(PAGE EXCERPT)
# BS and exercise



## mikeb (Nov 11, 2012)

I sometimes run in the morning before breakfast or any injections (T1). I've noticed that BS increases significantly after the run, but before any food. I'm told this is because the body want carbs, the liver releases stored carbs but low insulin levels means it doesn't get to the muscles! OK so far! I haven't tried yet but I guess if I take insulin before the run it will assist the carbs getting to the muscle. But by the time I get around to eating breakfast the 2 hour window for the rapid acting insulin will have almost gone., so breakfast (usually cereal) will push up the BS!?

What do you do?


----------



## Copepod (Nov 11, 2012)

Welcome to the forum, mikeb.

The best source of online information about managing exercise with type 1 diabetes in http://www.runsweet.com/ - lots of pages covering underlying physiology and specifics for specific sports, not just running.


----------



## Pigeon (Nov 11, 2012)

[Excerpts from a dataset]
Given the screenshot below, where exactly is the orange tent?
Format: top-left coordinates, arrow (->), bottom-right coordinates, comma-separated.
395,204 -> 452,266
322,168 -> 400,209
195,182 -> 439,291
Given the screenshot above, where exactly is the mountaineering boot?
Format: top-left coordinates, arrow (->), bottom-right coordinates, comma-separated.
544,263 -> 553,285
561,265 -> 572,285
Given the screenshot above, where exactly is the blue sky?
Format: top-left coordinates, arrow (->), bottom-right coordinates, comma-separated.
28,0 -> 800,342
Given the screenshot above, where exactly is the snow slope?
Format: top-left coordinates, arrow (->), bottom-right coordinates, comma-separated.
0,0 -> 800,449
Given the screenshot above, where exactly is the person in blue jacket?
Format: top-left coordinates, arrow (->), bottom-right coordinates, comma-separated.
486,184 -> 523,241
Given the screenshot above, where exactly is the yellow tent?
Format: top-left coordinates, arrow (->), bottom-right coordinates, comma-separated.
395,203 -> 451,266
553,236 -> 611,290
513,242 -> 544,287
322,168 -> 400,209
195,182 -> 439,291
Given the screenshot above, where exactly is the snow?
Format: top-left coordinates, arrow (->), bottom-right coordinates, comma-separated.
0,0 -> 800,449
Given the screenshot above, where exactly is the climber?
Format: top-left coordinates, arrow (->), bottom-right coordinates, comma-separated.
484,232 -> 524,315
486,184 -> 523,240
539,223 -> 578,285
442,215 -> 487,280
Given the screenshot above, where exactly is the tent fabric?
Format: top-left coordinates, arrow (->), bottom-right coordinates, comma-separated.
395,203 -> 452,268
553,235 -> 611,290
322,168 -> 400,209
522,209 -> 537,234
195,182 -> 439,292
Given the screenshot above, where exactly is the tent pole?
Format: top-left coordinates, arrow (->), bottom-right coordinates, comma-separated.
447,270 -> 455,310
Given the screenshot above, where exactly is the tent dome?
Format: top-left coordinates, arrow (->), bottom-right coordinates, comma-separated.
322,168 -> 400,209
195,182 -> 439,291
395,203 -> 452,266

(CHECK YOUR UNDERSTANDING)
[1] Transcribe the forum thread on blood sugar and exercise word for word, between "# BS and exercise" and "up the BS!?", inclusive.
[2] In the forum thread on blood sugar and exercise, which website does Copepod name as the best online source for managing exercise with type 1 diabetes?
[3] Take the forum thread on blood sugar and exercise further from the point where it stops.
None of the work here depends on the records.

(LIST OF ANSWERS)
[1]
# BS and exercise



## mikeb (Nov 11, 2012)

I sometimes run in the morning before breakfast or any injections (T1). I've noticed that BS increases significantly after the run, but before any food. I'm told this is because the body want carbs, the liver releases stored carbs but low insulin levels means it doesn't get to the muscles! OK so far! I haven't tried yet but I guess if I take insulin before the run it will assist the carbs getting to the muscle. But by the time I get around to eating breakfast the 2 hour window for the rapid acting insulin will have almost gone., so breakfast (usually cereal) will push up the BS!?

[2] http://www.runsweet.com/

[3]
Hi Mike, I've not recently tried running before breakfast. But I sometimes swim before breakfast and found the same as you. I'm too chicken to take insulin before exercise without any carbs, so now what I do is I have 200ml orange juice before swimming and take half my normal novorapid for that (in this case I take 1U instead of the normal 2U for 20g carbs). Then after swimming I have my breakfast and take about 75% of my normal breakfast insulin.

I'm not recommending these ratios for you or anyone else, just giving an example of what works for me.... you'd have to work out for yourself and your exercises what suits you. Keep a diary of what you eat adn inject adn adjust if your BG results aren't right.

Good luck with it all!


----------



## Northerner (Nov 11, 2012)

mikeb said:


> I sometimes run in the morning before breakfast or any injections (T1). I've noticed that BS increases significantly after the run, but before any food. I'm told this is because the body want carbs, the liver releases stored carbs but low insulin levels means it doesn't get to the muscles! OK so far! I haven't tried yet but I guess if I take insulin before the run it will assist the carbs getting to the muscle. But by the time I get around to eating breakfast the 2 hour window for the rapid acting insulin will have almost gone., so breakfast (usually cereal) will push up the BS!?
> 
> What do you do?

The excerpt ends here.